*** Data records

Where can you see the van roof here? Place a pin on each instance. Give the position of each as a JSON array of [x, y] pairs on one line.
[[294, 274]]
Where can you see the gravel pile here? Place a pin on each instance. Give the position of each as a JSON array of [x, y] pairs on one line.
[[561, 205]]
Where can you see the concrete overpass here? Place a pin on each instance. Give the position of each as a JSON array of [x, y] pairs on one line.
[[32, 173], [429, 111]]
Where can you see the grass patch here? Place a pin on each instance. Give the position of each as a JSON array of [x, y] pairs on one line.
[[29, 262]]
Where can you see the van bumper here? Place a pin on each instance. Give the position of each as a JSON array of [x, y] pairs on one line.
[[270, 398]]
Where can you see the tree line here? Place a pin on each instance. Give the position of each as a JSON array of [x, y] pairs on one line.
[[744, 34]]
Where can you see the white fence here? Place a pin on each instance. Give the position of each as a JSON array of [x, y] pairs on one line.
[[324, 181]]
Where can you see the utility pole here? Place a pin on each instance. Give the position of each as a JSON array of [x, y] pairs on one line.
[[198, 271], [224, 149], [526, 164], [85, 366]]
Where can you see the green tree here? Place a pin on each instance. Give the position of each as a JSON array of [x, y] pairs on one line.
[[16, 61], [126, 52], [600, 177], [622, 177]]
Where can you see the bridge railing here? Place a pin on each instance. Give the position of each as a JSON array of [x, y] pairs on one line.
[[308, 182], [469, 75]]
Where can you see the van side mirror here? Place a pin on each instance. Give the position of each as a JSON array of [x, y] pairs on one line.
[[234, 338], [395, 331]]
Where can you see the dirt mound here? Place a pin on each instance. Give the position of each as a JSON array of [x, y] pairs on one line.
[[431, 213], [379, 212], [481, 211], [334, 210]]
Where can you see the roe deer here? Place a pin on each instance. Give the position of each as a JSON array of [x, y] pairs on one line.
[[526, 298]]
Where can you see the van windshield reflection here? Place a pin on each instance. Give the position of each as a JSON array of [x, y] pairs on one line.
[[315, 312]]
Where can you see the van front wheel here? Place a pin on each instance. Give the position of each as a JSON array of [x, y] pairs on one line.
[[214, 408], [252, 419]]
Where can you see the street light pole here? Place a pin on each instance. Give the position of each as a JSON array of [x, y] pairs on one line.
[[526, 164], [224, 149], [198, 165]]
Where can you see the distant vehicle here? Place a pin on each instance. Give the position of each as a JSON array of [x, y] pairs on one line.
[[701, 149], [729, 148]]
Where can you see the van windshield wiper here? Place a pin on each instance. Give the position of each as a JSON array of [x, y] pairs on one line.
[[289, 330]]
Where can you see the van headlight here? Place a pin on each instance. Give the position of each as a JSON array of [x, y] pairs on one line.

******

Would you restate the material word for word, leaving nothing out?

Where can you see the van roof here? Place a pin on each instance. Give the position of each as a JSON array of [x, y] pairs on one line.
[[294, 274]]
Where can you see the gravel pile here? Place a pin on each instance. Give the position of each as a JSON array of [x, y] pairs on one line.
[[561, 205]]
Where can you see the concrete overpass here? Place a pin on each instance. Give the position of each as a JSON array of [x, y] pairs on one line.
[[32, 173], [429, 111]]
Where can you see the grass patch here? Place a pin on each instance. Give the position of each as a JSON array of [x, y] pairs on one line.
[[29, 262]]
Where can you see the van bumper here? Place a pin on each instance. Give the position of each as a JSON array of [x, y] pairs on one line.
[[270, 398]]
Where can you see the tree line here? Place a pin on each instance. Give the position of each as a JSON array of [x, y] pairs on one line.
[[744, 34]]
Where can you see the white fence here? Place a pin on each instance. Give the position of each as a JSON array of [x, y] pairs on one line.
[[324, 181]]
Where can you see the utility pole here? Place a pin on each instance. Give the position of each as a JSON array of [x, y] pairs on one line.
[[198, 271], [224, 149], [526, 164], [85, 366]]
Where can you see the green tree here? Place a pin on each instance. Give the position of each as a JSON array of [x, y] pairs on one line.
[[16, 61], [126, 52], [600, 177], [622, 177]]
Where can you see the bridge railing here? Place a pin on each instance. Give the position of each as a JSON array of [x, y] pairs on one line.
[[308, 182], [469, 75]]
Where can you see the van side mirror here? Place a pin on each instance. Give the position of each as a JSON array of [x, y] pairs on one line.
[[234, 338], [395, 331]]
Where can you see the dirt mound here? Place a pin on each instance. Give the position of each as a JSON array of [x, y] pairs on one line.
[[431, 213], [379, 212], [481, 211], [334, 210]]
Where can you see the roe deer here? Place a pin on each instance. Give the position of each as a JSON array of [x, y] pairs on one line.
[[526, 298]]
Where can you see the van windshield reflection here? Place a pin on each instance. Give the position of each as a JSON array of [x, y] pairs on one line.
[[315, 312]]
Where can you see the van front wheel here? Place a pin on each instance. Give the position of each as a JSON array of [x, y] pairs on one line.
[[214, 408], [252, 419]]
Where can you see the street light pole here? Place a pin on each instance. Give the position of each as a JSON array of [x, y] pairs on one line.
[[526, 164], [224, 149], [198, 165]]
Where can you see the distant vehicle here? Place a pin on each instance. Give the position of each as a JSON array of [x, y] pairs on one line.
[[701, 149], [729, 148]]
Where can you see the van windshield wiper here? Place a pin on each instance. Give the position of each as a JSON array of [x, y] pairs on one line.
[[289, 330]]
Where can you see the van headlight here? Place a pin on each instance. Give the position of each as a JSON array of [x, y] pairs on one line.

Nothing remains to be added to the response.